=== Exercise brief ===
Using the material below, print the line that contains "Draw the outline of every instance of the distant", the line that contains "Draw the outline of every instance of the dark", and every line in between, exactly and nothing else.

=== Exercise input ===
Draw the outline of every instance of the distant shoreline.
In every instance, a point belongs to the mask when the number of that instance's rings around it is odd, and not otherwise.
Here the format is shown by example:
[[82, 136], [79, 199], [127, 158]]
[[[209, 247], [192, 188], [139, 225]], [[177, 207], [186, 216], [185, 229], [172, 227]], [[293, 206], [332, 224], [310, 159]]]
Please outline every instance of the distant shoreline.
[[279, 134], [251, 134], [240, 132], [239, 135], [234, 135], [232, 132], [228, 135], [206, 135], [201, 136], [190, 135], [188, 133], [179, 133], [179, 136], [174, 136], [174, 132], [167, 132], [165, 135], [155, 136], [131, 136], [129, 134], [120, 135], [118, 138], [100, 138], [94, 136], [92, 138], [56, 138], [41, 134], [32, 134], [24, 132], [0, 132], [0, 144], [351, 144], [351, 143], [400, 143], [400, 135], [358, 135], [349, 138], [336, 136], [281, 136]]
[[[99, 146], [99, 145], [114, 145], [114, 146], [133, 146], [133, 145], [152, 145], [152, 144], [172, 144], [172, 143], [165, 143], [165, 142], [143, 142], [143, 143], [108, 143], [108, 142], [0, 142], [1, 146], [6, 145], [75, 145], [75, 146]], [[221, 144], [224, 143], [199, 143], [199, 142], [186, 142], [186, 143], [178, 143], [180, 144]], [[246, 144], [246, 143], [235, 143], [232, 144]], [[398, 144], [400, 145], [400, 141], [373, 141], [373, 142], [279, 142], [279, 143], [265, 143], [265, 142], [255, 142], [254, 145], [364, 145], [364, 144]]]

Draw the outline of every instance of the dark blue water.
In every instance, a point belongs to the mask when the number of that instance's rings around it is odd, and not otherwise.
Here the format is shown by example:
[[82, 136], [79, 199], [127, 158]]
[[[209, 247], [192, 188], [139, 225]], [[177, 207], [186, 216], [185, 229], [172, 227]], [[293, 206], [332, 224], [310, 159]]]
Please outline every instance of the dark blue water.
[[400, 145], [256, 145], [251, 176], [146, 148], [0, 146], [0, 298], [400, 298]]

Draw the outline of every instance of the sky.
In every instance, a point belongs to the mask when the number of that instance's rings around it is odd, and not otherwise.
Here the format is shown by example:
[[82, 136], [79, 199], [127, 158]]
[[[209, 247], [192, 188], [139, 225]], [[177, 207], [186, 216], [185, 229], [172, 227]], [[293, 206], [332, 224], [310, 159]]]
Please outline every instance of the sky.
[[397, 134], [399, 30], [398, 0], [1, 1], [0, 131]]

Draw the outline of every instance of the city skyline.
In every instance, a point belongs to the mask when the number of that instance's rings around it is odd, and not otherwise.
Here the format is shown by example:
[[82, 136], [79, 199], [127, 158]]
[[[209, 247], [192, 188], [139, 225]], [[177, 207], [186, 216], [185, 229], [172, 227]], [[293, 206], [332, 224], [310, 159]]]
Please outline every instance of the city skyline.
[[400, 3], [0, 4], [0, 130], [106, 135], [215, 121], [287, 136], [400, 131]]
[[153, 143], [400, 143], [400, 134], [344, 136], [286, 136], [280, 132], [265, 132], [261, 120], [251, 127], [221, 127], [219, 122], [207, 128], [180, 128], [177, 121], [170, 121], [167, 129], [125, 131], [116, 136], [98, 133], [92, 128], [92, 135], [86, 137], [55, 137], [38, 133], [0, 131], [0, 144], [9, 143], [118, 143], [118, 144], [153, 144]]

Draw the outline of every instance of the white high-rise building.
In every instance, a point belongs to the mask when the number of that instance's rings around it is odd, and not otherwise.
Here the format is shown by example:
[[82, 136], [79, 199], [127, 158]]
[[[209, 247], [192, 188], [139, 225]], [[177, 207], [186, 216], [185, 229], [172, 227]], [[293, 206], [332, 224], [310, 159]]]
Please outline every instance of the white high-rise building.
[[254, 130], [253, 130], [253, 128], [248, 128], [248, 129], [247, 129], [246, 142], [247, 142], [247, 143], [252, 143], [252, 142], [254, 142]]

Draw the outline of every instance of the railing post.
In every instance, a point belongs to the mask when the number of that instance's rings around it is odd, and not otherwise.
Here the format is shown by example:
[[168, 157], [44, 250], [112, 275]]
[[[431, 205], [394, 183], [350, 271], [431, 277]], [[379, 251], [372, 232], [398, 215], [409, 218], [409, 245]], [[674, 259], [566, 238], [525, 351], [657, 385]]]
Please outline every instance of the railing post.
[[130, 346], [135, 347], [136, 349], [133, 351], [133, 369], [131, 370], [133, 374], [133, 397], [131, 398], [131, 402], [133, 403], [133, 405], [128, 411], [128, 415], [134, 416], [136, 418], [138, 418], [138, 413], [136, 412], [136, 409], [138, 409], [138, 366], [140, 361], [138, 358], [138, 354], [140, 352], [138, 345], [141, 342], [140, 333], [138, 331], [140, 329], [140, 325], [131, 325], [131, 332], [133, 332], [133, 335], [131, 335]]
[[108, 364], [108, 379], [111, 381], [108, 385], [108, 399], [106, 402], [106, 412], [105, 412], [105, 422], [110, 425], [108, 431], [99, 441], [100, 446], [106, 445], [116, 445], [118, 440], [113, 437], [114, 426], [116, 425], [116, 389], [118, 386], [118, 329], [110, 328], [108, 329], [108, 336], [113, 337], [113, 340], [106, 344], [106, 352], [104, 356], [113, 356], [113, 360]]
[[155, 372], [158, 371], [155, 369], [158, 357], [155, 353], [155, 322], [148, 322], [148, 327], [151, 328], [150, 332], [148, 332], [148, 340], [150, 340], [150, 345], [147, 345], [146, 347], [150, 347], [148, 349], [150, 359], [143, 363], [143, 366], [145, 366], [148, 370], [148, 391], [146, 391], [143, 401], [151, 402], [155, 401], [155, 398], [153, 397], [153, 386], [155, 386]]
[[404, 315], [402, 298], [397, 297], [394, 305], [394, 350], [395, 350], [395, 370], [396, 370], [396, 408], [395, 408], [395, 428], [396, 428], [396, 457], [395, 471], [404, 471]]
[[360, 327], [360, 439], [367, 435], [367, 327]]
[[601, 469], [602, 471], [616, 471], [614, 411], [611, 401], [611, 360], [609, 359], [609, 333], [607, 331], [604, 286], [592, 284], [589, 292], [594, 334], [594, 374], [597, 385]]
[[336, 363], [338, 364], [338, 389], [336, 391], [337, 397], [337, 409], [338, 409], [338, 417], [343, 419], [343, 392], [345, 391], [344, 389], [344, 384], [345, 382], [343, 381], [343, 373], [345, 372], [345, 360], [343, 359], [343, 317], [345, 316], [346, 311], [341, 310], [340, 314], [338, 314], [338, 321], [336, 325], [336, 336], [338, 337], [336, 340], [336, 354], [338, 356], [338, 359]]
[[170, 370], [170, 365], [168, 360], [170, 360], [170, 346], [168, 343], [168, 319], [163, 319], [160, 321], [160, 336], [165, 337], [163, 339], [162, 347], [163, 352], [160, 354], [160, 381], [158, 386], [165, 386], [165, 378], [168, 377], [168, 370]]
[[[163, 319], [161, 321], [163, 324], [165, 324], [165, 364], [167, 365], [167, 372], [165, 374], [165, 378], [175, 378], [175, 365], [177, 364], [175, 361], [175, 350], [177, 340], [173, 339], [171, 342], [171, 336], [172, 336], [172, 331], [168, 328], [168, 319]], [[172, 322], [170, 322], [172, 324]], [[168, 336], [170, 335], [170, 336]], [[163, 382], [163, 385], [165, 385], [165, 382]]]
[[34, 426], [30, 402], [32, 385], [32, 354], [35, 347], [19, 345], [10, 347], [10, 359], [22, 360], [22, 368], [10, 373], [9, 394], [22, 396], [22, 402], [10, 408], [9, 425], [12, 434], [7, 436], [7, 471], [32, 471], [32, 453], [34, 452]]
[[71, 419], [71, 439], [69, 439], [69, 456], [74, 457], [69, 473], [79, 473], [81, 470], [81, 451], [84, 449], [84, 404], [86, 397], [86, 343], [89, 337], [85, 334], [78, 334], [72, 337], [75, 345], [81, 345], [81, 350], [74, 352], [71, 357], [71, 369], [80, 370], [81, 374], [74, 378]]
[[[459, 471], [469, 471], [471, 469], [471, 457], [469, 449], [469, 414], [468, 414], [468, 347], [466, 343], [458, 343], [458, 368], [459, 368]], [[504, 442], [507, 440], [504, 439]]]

---

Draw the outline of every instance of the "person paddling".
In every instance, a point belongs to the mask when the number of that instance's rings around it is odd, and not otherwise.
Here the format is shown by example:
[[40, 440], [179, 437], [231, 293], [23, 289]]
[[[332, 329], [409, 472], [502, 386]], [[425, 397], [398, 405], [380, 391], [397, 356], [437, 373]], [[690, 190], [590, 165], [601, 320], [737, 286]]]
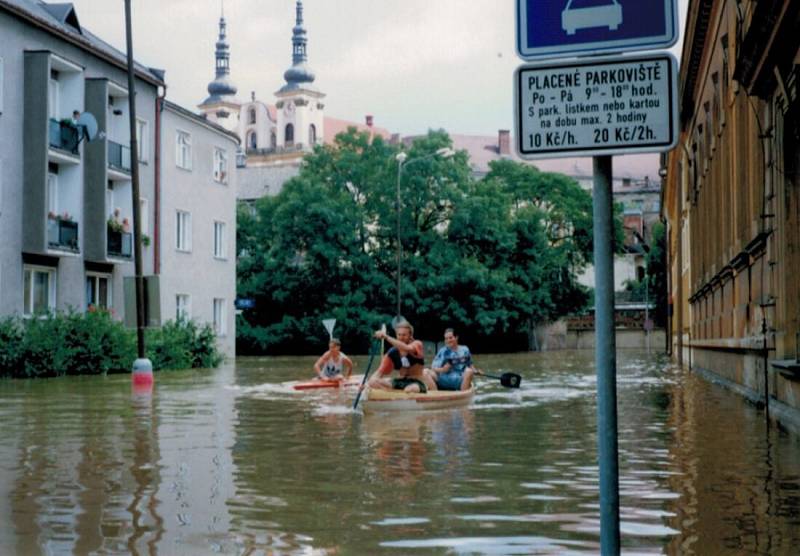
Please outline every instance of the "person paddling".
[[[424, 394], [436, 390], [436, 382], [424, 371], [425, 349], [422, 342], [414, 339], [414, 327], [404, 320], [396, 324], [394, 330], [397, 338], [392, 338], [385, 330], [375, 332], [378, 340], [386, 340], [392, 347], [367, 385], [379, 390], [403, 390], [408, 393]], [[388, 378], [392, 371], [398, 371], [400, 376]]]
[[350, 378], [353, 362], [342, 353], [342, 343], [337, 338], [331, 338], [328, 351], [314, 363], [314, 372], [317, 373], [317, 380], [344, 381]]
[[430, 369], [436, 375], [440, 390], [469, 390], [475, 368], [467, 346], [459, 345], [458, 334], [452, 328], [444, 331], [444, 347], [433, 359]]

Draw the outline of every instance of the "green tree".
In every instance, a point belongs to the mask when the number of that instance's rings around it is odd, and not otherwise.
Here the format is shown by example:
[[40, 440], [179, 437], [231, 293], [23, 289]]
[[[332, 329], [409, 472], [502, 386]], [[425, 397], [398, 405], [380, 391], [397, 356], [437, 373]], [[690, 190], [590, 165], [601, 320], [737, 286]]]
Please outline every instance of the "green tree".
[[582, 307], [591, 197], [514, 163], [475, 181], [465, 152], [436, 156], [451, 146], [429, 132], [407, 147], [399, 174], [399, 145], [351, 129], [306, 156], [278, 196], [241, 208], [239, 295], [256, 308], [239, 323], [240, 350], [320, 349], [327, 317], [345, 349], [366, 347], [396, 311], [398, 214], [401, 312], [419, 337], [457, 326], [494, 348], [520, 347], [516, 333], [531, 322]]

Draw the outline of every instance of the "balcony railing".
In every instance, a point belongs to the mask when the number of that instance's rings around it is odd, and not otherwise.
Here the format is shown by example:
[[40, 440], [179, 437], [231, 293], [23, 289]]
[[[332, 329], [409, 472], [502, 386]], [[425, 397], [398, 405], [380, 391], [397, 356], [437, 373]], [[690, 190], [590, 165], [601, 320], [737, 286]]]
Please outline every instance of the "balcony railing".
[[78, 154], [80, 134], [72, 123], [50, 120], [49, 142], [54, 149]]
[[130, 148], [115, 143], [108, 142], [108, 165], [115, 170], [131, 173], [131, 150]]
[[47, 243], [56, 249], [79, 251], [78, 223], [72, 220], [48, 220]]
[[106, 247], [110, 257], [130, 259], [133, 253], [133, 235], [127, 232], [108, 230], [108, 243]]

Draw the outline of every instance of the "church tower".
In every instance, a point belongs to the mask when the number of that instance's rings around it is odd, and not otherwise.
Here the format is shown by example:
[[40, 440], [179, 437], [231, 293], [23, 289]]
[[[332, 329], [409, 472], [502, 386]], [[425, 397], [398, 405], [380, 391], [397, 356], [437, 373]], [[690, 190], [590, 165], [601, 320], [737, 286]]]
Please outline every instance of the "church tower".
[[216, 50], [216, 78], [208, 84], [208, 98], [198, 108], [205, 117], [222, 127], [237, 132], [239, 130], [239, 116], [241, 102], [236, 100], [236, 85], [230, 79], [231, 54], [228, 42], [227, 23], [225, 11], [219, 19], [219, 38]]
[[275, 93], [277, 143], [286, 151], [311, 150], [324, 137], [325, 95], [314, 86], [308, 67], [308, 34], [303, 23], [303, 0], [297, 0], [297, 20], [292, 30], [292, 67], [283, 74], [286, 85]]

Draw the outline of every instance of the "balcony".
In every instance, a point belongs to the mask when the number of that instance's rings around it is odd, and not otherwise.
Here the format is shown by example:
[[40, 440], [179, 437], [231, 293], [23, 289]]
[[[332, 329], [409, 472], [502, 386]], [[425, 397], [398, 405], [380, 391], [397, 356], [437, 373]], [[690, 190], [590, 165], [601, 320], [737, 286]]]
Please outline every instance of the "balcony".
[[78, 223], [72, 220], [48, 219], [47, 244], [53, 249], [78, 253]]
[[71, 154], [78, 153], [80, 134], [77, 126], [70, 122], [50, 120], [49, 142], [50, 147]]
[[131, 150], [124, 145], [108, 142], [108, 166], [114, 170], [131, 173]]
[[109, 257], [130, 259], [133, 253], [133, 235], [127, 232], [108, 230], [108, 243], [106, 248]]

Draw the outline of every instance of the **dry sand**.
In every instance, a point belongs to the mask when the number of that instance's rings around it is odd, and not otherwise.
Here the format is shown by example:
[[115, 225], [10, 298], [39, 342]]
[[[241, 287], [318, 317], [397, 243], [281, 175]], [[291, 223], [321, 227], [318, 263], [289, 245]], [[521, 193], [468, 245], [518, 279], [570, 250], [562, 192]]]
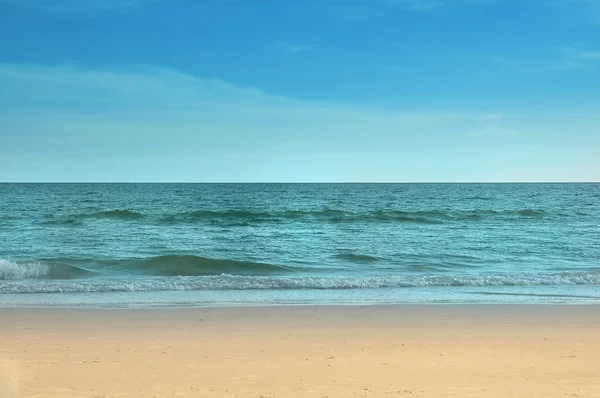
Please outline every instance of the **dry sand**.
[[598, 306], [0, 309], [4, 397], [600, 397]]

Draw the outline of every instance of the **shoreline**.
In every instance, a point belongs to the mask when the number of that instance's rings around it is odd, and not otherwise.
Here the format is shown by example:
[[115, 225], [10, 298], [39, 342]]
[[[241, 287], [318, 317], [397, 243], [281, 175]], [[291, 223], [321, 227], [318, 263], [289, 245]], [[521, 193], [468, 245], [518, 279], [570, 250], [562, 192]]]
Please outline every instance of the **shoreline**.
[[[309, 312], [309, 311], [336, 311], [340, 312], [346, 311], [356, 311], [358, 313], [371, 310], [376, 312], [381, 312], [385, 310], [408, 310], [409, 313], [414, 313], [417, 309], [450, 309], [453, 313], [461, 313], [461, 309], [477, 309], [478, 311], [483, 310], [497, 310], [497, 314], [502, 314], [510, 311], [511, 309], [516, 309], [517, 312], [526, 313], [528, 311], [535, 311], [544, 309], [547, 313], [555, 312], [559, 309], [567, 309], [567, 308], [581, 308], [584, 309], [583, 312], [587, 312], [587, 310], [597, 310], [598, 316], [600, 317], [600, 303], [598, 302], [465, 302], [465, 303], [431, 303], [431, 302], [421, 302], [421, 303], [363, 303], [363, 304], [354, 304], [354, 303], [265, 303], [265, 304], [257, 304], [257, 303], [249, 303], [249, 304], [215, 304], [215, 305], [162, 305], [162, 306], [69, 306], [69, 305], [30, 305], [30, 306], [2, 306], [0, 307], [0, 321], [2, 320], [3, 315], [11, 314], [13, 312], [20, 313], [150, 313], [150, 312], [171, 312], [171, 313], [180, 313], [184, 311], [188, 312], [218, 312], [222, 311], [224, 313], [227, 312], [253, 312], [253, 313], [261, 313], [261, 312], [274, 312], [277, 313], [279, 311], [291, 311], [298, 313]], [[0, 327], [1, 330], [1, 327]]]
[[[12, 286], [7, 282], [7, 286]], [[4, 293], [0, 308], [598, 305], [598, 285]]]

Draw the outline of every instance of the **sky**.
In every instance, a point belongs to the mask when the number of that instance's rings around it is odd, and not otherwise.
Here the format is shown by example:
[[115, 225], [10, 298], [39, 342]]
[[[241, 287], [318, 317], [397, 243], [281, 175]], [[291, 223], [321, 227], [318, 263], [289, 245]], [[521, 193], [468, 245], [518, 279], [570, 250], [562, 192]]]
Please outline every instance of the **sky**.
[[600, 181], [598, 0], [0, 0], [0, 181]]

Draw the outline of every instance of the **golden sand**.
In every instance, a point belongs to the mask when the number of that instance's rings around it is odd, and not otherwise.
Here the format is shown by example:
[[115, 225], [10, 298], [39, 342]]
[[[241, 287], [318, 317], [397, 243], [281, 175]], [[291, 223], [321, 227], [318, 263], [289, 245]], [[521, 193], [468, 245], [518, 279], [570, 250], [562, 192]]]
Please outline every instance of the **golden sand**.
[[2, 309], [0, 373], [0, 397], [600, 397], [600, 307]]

=== Solution to this problem ===
Draw the outline of every instance of the distant shoreline.
In every instance, a point belongs to the mask when the number of that instance's rings around it is odd, and not otherwise.
Here the format is shown by example:
[[82, 136], [79, 199], [127, 158]]
[[[209, 247], [192, 188], [139, 225]], [[177, 207], [186, 216], [185, 229], [172, 227]], [[293, 206], [332, 224], [310, 159]]]
Please outline every instance of the distant shoreline.
[[279, 134], [251, 134], [240, 132], [239, 135], [234, 135], [232, 132], [228, 135], [206, 135], [201, 136], [190, 135], [188, 133], [179, 133], [179, 136], [174, 136], [174, 132], [167, 132], [165, 135], [155, 136], [131, 136], [129, 134], [120, 135], [118, 138], [100, 138], [94, 136], [92, 138], [56, 138], [41, 134], [32, 134], [24, 132], [0, 132], [0, 144], [351, 144], [351, 143], [400, 143], [400, 135], [358, 135], [349, 138], [336, 136], [281, 136]]
[[[99, 146], [99, 145], [114, 145], [114, 146], [133, 146], [133, 145], [152, 145], [152, 144], [172, 144], [172, 143], [165, 143], [165, 142], [143, 142], [143, 143], [108, 143], [108, 142], [0, 142], [1, 146], [6, 145], [75, 145], [75, 146]], [[221, 144], [224, 143], [199, 143], [199, 142], [186, 142], [186, 143], [178, 143], [180, 144]], [[246, 144], [246, 143], [235, 143], [232, 144]], [[398, 144], [400, 145], [400, 141], [373, 141], [373, 142], [279, 142], [279, 143], [265, 143], [265, 142], [255, 142], [254, 145], [364, 145], [364, 144]]]

Draw the outline of every instance of the dark blue water.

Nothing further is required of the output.